- _Data for processing_
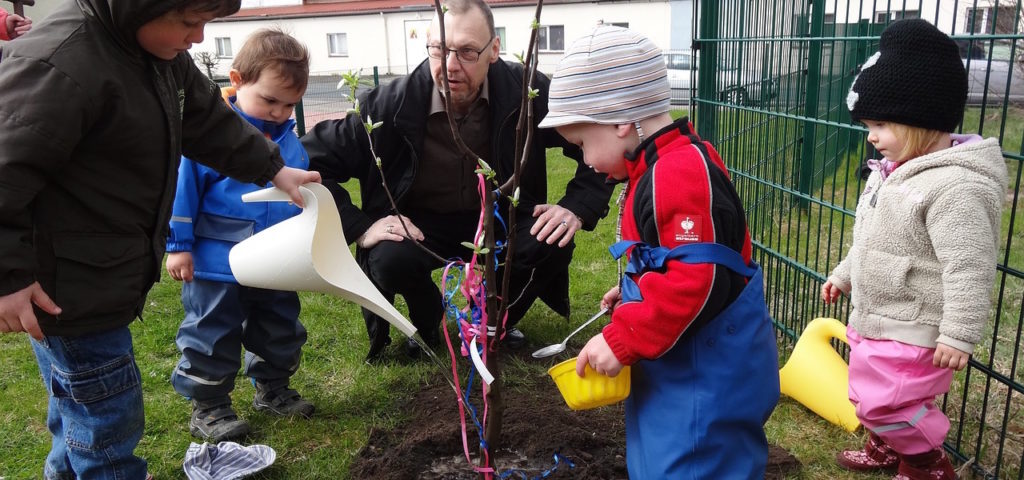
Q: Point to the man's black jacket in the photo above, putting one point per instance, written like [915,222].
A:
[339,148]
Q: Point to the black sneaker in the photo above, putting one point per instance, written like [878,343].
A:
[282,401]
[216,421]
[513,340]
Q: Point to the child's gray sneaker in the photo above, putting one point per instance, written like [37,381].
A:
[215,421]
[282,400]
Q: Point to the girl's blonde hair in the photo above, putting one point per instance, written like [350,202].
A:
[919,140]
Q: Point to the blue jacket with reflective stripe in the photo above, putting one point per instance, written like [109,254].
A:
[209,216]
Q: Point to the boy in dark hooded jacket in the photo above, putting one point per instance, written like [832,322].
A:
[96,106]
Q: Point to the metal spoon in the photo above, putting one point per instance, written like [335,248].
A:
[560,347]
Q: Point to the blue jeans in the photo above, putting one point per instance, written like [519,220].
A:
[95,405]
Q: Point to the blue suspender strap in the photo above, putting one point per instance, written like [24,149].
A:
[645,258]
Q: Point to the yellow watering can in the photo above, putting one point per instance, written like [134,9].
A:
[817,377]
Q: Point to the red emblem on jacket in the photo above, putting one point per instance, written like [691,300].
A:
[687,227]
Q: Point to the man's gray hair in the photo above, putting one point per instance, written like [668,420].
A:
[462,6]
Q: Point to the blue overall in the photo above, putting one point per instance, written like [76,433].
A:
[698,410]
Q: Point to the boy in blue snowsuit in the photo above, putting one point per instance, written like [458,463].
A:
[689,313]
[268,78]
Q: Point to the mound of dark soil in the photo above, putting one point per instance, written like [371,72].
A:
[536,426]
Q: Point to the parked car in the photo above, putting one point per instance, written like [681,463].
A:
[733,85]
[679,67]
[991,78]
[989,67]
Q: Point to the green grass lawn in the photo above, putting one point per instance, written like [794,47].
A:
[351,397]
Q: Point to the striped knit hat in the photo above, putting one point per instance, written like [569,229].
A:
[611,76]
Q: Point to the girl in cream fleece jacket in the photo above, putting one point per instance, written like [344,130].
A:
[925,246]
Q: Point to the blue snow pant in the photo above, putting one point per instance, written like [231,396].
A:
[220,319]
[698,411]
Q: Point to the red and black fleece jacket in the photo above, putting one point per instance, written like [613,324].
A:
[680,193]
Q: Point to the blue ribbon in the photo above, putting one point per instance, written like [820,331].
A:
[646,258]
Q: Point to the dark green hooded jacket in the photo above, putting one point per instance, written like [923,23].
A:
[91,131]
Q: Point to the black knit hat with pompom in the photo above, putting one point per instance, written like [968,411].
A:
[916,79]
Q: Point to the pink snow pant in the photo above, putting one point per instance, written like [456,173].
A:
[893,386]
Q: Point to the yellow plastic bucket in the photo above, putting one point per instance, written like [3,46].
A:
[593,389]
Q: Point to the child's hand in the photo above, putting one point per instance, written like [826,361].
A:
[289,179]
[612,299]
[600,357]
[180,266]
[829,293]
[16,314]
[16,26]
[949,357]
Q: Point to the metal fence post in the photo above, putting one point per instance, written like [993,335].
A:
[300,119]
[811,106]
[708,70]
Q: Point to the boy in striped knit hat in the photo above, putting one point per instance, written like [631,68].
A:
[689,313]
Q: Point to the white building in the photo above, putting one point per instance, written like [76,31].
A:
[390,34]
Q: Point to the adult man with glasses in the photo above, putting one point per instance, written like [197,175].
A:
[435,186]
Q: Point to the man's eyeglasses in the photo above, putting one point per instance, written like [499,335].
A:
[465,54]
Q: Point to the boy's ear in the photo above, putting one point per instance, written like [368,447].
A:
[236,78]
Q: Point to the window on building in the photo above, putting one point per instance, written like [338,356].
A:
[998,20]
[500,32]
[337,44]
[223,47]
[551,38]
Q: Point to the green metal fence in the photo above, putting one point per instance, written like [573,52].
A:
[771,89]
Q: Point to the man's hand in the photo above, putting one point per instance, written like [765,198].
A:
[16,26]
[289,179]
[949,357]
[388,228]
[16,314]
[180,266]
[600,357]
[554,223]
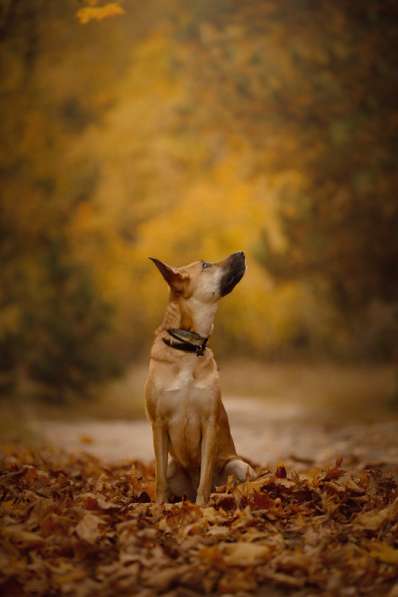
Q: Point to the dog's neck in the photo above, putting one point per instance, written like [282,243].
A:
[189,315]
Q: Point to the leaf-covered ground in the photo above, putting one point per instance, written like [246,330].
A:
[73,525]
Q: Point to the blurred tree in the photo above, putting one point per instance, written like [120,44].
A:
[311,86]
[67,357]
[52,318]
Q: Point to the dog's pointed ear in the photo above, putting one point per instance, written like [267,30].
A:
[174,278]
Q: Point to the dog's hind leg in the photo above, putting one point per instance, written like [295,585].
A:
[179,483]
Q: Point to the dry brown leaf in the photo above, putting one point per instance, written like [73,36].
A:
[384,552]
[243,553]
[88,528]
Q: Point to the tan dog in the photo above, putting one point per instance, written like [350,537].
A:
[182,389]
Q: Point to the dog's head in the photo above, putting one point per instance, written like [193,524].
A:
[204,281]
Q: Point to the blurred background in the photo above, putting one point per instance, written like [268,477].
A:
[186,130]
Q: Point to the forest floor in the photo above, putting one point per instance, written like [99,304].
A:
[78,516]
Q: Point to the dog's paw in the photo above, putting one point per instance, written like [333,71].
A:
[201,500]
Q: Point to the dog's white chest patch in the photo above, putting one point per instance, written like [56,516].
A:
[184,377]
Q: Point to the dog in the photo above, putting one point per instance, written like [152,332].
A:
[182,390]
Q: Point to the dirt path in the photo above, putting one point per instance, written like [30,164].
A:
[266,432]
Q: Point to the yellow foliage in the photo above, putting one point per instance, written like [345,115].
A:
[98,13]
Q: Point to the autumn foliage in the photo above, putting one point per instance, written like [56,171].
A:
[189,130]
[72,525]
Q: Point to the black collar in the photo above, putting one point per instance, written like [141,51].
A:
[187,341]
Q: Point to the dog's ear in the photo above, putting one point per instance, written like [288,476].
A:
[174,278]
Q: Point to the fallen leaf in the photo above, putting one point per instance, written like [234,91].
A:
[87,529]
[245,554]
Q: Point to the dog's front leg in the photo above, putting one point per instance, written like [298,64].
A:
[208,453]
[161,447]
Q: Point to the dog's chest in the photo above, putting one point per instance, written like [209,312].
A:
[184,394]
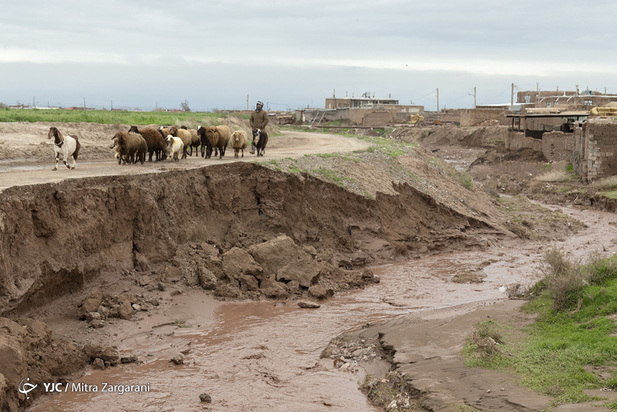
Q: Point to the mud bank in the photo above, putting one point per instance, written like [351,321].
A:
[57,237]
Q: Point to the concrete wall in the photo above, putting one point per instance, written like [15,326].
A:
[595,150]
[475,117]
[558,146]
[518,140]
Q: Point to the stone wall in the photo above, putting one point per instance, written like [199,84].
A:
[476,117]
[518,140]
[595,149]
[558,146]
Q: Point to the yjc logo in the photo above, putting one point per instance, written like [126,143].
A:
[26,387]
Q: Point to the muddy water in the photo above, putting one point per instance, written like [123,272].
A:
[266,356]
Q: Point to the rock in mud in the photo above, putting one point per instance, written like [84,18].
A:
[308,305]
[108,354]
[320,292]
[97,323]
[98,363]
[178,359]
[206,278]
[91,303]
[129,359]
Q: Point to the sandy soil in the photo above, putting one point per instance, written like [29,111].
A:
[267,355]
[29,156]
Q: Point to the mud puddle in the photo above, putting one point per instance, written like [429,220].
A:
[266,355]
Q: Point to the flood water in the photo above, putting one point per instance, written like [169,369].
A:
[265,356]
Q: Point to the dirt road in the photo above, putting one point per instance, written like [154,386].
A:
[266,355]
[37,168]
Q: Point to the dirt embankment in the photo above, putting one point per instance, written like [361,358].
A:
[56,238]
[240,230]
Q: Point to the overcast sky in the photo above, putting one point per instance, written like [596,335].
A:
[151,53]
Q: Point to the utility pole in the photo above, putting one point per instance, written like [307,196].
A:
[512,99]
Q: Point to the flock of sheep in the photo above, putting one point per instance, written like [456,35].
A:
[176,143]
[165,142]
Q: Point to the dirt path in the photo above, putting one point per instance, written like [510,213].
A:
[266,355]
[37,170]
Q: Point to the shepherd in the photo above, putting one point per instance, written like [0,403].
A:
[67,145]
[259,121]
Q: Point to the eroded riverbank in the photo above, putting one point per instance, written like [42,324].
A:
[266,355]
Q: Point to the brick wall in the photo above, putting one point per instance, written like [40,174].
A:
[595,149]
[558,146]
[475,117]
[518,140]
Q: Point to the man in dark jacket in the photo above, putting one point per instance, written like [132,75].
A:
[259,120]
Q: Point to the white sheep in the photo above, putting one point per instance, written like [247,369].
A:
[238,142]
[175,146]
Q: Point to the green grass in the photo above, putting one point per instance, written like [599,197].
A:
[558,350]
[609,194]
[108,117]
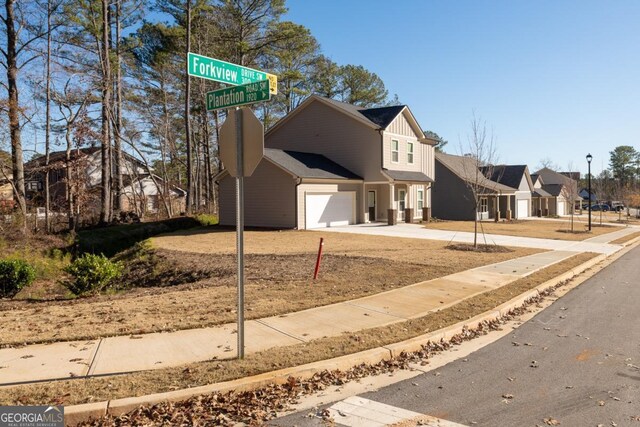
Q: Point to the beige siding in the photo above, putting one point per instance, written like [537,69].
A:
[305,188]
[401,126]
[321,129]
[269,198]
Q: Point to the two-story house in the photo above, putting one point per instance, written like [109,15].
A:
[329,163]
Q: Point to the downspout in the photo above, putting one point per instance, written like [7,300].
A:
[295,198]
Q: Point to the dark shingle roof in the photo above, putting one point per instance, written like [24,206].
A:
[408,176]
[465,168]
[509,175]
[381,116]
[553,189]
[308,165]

- _Goal_
Quote exactly, and only, the lines from the one containing "Q: Point to the white sheep" through the last line of the records above, both included; leave out any pictures.

- _Output of the exercise_
Q: Point to the white sheep in the photo above, putting one point per instance, written like [247,369].
A:
[238,142]
[175,146]
Q: Point to the green grass in the photo above, putting one point per instance, written like [599,197].
A:
[558,350]
[609,194]
[108,117]
Q: Point to the beige siding in the photo above, putting one point per instance, written like [537,69].
A:
[305,188]
[401,126]
[321,129]
[269,198]
Q: Point to the two-story house in the photo above, putting one point per instance, written like [109,15].
A:
[329,163]
Q: Point to the downspout in the photo above, putting one point per instance, written like [7,300].
A:
[295,198]
Q: Point to the dark shingle roof in the photo above, putting one point per instance, written like [24,206].
A:
[408,176]
[465,168]
[509,175]
[381,116]
[553,189]
[308,165]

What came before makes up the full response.